* _RECORDED INFORMATION_:
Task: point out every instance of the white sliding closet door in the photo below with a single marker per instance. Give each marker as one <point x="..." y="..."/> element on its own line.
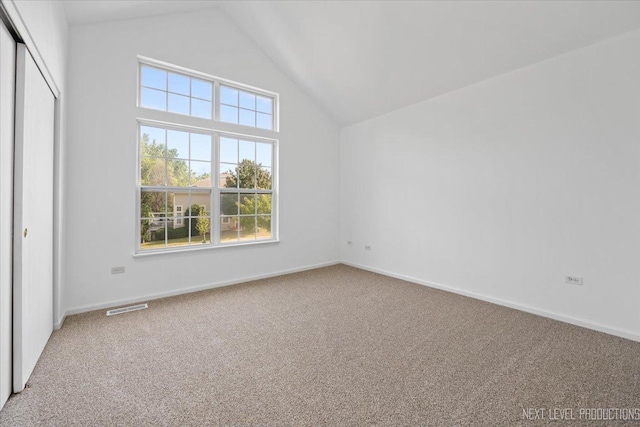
<point x="7" y="91"/>
<point x="33" y="218"/>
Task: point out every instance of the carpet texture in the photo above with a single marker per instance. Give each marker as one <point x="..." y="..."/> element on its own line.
<point x="333" y="346"/>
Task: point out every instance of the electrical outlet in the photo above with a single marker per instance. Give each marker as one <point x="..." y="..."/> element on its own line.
<point x="117" y="270"/>
<point x="573" y="280"/>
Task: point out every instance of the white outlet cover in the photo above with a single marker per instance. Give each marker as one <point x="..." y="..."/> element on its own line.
<point x="573" y="280"/>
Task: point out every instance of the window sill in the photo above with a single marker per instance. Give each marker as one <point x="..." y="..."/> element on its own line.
<point x="153" y="253"/>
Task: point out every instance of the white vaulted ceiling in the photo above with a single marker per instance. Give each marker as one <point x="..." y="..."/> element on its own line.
<point x="363" y="59"/>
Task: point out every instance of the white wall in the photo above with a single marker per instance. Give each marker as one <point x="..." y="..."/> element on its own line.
<point x="500" y="189"/>
<point x="101" y="162"/>
<point x="7" y="120"/>
<point x="43" y="26"/>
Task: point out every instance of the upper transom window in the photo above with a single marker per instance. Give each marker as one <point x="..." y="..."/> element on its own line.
<point x="176" y="93"/>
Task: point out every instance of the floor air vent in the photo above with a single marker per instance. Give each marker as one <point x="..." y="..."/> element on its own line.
<point x="127" y="309"/>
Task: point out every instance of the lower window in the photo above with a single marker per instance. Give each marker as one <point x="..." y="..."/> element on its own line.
<point x="178" y="199"/>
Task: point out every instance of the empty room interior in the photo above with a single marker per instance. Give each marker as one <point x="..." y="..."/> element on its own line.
<point x="301" y="213"/>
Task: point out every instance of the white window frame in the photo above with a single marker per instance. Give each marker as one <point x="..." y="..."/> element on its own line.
<point x="177" y="121"/>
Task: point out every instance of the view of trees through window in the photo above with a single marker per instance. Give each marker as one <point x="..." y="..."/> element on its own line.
<point x="200" y="186"/>
<point x="176" y="189"/>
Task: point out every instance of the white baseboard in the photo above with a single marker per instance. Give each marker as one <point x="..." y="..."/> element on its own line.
<point x="60" y="322"/>
<point x="555" y="316"/>
<point x="150" y="297"/>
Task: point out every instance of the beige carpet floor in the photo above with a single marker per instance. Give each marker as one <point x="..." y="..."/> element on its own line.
<point x="334" y="346"/>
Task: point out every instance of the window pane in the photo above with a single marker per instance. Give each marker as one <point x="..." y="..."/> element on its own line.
<point x="229" y="204"/>
<point x="152" y="98"/>
<point x="201" y="174"/>
<point x="264" y="105"/>
<point x="229" y="229"/>
<point x="200" y="146"/>
<point x="200" y="108"/>
<point x="263" y="204"/>
<point x="152" y="235"/>
<point x="228" y="96"/>
<point x="228" y="176"/>
<point x="246" y="174"/>
<point x="201" y="89"/>
<point x="177" y="173"/>
<point x="248" y="227"/>
<point x="247" y="100"/>
<point x="200" y="200"/>
<point x="153" y="170"/>
<point x="263" y="154"/>
<point x="228" y="150"/>
<point x="264" y="179"/>
<point x="247" y="204"/>
<point x="153" y="77"/>
<point x="247" y="118"/>
<point x="264" y="227"/>
<point x="152" y="141"/>
<point x="177" y="144"/>
<point x="153" y="204"/>
<point x="179" y="84"/>
<point x="247" y="151"/>
<point x="228" y="114"/>
<point x="178" y="104"/>
<point x="265" y="121"/>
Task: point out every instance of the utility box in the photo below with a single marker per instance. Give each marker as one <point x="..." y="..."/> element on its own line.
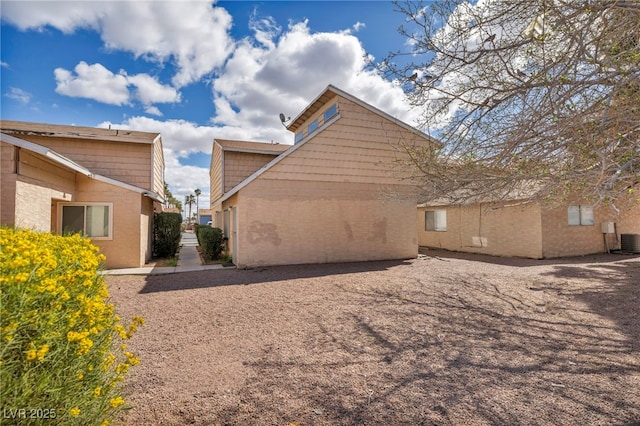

* _WORK REQUIRED_: Excluding every picture, set down the listing exactly.

* _ANSWER TO THIS TASK_:
Task: point out every instance of the white sliding closet door in the photo below with a single marker per instance. Give each marker as one <point x="..." y="..."/> element on its own line.
<point x="7" y="91"/>
<point x="33" y="218"/>
Task: point out every instance of the carpet texture in the photo above with a single marker per instance. Give each marker as one <point x="..." y="..."/> element on its own line.
<point x="333" y="346"/>
Task: point out every instance of the electrical outlet in the photo above with a single marker per instance. Give each marker as one <point x="..." y="..."/> element on its own line.
<point x="117" y="270"/>
<point x="573" y="280"/>
Task: point out every instance of the white outlet cover in the photo above with a single marker per instance. Give each marker as one <point x="..." y="..."/> element on its own line.
<point x="573" y="280"/>
Task: point out every instance of the window sill in the photo above with a single marker per instance. Give each marker as one <point x="..." y="..."/> element on its own line.
<point x="153" y="253"/>
Task: point out every instance of the white vaulted ceiling in the photo above with a single marker per instance. Give each marker as one <point x="..." y="..."/> element on its own line.
<point x="363" y="59"/>
Task: point out every instance of the white wall in the photo above with a single marker per instance. Give each marker as one <point x="..." y="..."/> element on its own line.
<point x="500" y="189"/>
<point x="101" y="162"/>
<point x="7" y="120"/>
<point x="43" y="26"/>
Task: point out every instance of the upper transom window in the photo above with a single marker per instance. Give each marker as one <point x="..." y="..."/> element on its own line.
<point x="176" y="93"/>
Task: point out every instance of the floor air vent in the photo above with a single marker per instance. Give each marker as one <point x="..." y="..."/> element on its own line.
<point x="127" y="309"/>
Task: point out every instance of the lower window in the photo above with a single marker per instance. Give each marker as one <point x="..." y="..."/> element on its own line.
<point x="178" y="199"/>
Task: point out every instance of the empty room interior in the photo above with a single marker per instance. Give each marker as one <point x="..." y="..."/> element on its own line.
<point x="301" y="213"/>
Task: point out every instance of the white window frame in the photo above with a single marker per instance. Give each marker as one <point x="..." y="..."/> element on its own line.
<point x="177" y="121"/>
Task: point out every instance of the view of trees through window in the photo above with a single marker per instance. Give each marker as one <point x="..." y="..."/> element on its own line.
<point x="200" y="186"/>
<point x="176" y="189"/>
Task: point out every instance of the white baseboard in the photo above with a single marker per instance. Give each marker as one <point x="..." y="..."/> element on its own line.
<point x="60" y="322"/>
<point x="555" y="316"/>
<point x="150" y="297"/>
Task: point out every instance of the beige carpet floor in the photo above with a single marker per instance. Give each marker as one <point x="..." y="..."/> element on its own line.
<point x="334" y="346"/>
Task: point out every instance of the window pane in the photo above with a single marker per instance. Give each marker as one <point x="..." y="..."/> element on its own line.
<point x="229" y="204"/>
<point x="152" y="98"/>
<point x="201" y="174"/>
<point x="264" y="105"/>
<point x="229" y="229"/>
<point x="200" y="146"/>
<point x="200" y="108"/>
<point x="263" y="204"/>
<point x="152" y="235"/>
<point x="228" y="96"/>
<point x="228" y="176"/>
<point x="246" y="174"/>
<point x="201" y="89"/>
<point x="177" y="173"/>
<point x="248" y="227"/>
<point x="247" y="100"/>
<point x="200" y="200"/>
<point x="153" y="170"/>
<point x="263" y="154"/>
<point x="228" y="150"/>
<point x="264" y="179"/>
<point x="247" y="204"/>
<point x="153" y="77"/>
<point x="247" y="118"/>
<point x="264" y="227"/>
<point x="152" y="141"/>
<point x="177" y="144"/>
<point x="153" y="204"/>
<point x="179" y="84"/>
<point x="247" y="151"/>
<point x="228" y="114"/>
<point x="178" y="104"/>
<point x="265" y="121"/>
Task: point out every instance of the utility box in the photo below with a single marker per instance. Give each marker as one <point x="..." y="..."/> element on its own line.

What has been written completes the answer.